Dataset items
--- BEGIN ---

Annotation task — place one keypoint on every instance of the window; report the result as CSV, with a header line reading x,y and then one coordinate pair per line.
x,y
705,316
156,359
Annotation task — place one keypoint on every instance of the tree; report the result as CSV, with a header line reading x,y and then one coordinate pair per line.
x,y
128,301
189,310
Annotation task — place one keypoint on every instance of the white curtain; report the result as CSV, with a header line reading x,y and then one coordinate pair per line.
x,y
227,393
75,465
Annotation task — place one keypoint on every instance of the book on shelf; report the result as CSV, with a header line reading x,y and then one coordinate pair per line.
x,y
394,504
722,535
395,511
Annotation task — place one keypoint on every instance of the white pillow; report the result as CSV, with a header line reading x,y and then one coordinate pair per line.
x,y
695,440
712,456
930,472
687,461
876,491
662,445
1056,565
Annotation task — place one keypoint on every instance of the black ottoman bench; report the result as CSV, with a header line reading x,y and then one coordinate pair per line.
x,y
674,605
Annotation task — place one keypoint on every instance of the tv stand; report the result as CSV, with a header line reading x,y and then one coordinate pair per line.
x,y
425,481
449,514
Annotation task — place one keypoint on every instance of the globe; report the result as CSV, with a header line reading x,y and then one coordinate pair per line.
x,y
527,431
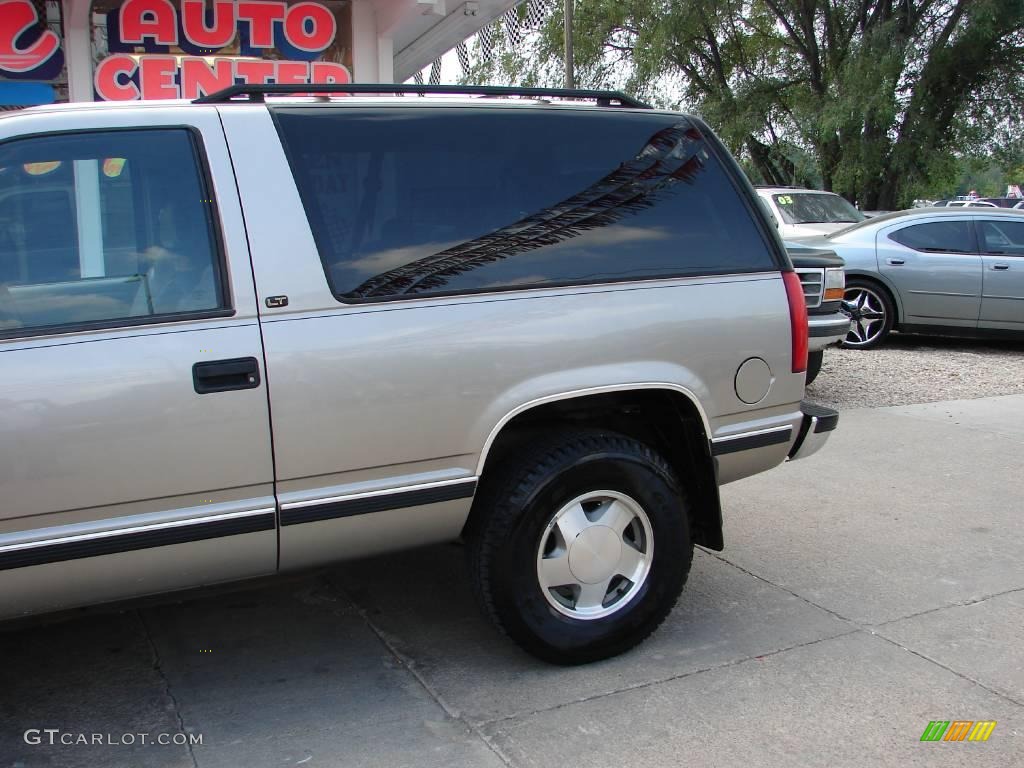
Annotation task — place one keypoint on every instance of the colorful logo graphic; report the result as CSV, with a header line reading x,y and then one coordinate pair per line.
x,y
958,730
27,47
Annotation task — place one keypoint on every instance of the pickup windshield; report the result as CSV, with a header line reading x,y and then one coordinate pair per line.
x,y
816,208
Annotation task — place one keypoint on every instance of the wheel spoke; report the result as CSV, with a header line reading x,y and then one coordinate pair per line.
x,y
592,595
571,523
554,571
629,561
616,516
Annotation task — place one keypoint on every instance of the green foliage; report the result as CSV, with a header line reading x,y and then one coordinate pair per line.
x,y
876,99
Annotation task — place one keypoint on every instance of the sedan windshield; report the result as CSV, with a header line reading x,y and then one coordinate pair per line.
x,y
816,208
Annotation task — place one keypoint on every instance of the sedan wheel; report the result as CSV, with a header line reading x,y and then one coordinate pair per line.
x,y
870,315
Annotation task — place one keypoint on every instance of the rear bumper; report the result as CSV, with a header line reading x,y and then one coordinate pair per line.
x,y
825,330
817,424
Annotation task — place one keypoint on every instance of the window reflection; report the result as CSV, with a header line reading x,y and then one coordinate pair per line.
x,y
411,202
672,156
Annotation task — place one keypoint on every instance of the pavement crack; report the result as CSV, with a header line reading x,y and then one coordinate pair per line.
x,y
797,595
409,664
957,604
158,667
961,675
872,629
670,678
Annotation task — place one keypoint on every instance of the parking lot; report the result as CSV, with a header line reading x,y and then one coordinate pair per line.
x,y
862,593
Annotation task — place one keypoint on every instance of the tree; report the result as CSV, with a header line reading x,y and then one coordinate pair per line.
x,y
883,94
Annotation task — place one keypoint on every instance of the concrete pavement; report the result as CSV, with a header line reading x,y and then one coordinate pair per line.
x,y
862,593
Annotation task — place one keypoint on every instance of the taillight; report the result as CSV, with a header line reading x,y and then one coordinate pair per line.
x,y
798,321
835,285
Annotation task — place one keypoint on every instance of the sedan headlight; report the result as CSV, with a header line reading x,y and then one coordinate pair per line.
x,y
835,284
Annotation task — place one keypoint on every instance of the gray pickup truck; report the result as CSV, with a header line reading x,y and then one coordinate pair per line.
x,y
264,332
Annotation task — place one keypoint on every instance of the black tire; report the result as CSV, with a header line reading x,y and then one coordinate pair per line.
x,y
881,300
518,503
814,360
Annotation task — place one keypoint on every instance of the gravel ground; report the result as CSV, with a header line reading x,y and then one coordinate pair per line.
x,y
919,369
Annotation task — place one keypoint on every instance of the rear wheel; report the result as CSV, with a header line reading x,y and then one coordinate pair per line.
x,y
582,547
871,313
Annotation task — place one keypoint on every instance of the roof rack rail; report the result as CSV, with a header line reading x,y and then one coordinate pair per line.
x,y
258,91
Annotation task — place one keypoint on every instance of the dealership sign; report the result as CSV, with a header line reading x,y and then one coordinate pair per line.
x,y
220,43
28,49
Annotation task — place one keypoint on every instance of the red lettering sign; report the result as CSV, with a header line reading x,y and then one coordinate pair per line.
x,y
309,27
153,18
121,78
200,77
112,78
15,17
194,24
261,16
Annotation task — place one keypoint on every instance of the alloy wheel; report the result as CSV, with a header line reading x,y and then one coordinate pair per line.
x,y
867,315
595,555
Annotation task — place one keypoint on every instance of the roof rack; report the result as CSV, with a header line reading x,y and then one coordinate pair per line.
x,y
256,92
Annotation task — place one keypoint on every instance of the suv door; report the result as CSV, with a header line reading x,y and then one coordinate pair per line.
x,y
134,433
1001,243
936,267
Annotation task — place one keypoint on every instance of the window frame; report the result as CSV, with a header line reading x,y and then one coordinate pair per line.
x,y
219,262
730,169
979,223
976,246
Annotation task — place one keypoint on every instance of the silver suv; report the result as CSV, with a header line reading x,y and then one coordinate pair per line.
x,y
253,335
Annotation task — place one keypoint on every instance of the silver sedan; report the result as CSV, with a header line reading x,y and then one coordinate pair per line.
x,y
945,270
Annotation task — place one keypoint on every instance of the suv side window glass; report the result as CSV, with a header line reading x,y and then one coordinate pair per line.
x,y
939,237
1004,238
104,227
433,201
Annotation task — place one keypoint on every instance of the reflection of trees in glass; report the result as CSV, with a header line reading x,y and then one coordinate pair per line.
x,y
672,156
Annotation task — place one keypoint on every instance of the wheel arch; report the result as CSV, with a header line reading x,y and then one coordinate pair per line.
x,y
667,417
886,285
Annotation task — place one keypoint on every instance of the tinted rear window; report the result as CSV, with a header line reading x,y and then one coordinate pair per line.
x,y
429,201
946,237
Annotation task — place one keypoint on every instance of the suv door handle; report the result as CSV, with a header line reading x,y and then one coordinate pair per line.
x,y
223,376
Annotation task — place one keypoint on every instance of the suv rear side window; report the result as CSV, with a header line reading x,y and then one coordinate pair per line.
x,y
108,227
937,237
433,201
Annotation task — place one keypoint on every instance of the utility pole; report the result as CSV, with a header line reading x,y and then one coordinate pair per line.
x,y
569,75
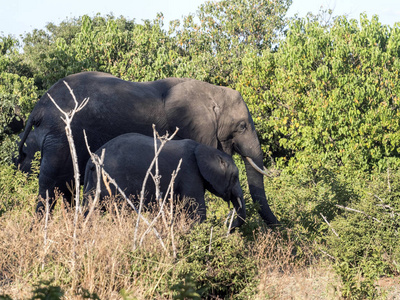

--- END ---

## Exercise
Starting at the line containing "of the reflection" and ending with the last line of the material, write those lines out again with every "keypoint" switched to "landmark" and all else unchanged. Leave the pictures out of your answer.

## Written answer
Annotation task — place one landmark on every instance of the reflection of trees in glass; report the result as CSV, with a header line reading x,y and then one coordinate pair per line.
x,y
672,156
Annotation task — place one landmark on every instance of the wheel arch; report the result as CSV, with a header line reading x,y and then one coordinate pair per line.
x,y
667,417
886,285
Annotation task — place one landmark on every instance of the tinted rear window; report the result as CSV, with a header line reading x,y and then one coordinate pair per line.
x,y
429,201
946,237
Annotation task — place one landmark on every instance of the suv door handle; report the result as CSV, with a header line reading x,y and then one coordinate pair per line.
x,y
223,376
Annotation task — place one landmark on every instance of the suv rear side window; report the result as CSV, with a header line reading x,y and then one coordinate pair per line.
x,y
108,227
937,237
433,201
Annotation task — place one landmark on every instance of the utility pole; report the result as CSV, with a header line reading x,y and then one coordinate pair per line.
x,y
569,75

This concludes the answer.